Rewrite the data below with "bare tree" replaced by "leafless tree" everywhere, leaving every other line and word unchanged. Omit the pictures from your output.

··········

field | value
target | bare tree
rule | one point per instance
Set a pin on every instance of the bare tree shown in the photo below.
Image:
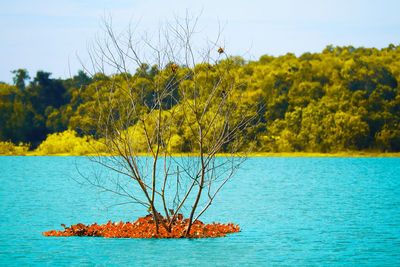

··········

### RESPONSE TO THIS EXERCISE
field | value
target | leafless tree
rule | one point per instance
Set a pin on every instance of the leafless tree shown in the photo below.
Image:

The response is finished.